**Records supplied:**
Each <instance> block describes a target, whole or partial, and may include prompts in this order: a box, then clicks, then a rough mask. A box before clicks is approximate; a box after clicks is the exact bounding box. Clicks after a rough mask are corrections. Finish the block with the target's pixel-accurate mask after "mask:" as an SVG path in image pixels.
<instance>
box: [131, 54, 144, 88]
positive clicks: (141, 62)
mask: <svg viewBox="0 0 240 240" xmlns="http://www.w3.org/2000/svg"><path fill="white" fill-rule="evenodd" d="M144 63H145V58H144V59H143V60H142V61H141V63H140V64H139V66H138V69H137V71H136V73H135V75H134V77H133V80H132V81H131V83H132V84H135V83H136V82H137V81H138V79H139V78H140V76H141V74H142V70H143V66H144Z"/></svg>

**Required work:** Out of the material above, select every line that holds the string "instance".

**Response to this task:**
Each <instance> block describes a target, whole or partial, and may include prompts in this order: a box, then clicks, then a rough mask. A box before clicks is approximate; a box after clicks is the exact bounding box. Clicks after a rough mask are corrections. Finish the block with the target's pixel-accurate mask after "mask:" as an SVG path in image pixels.
<instance>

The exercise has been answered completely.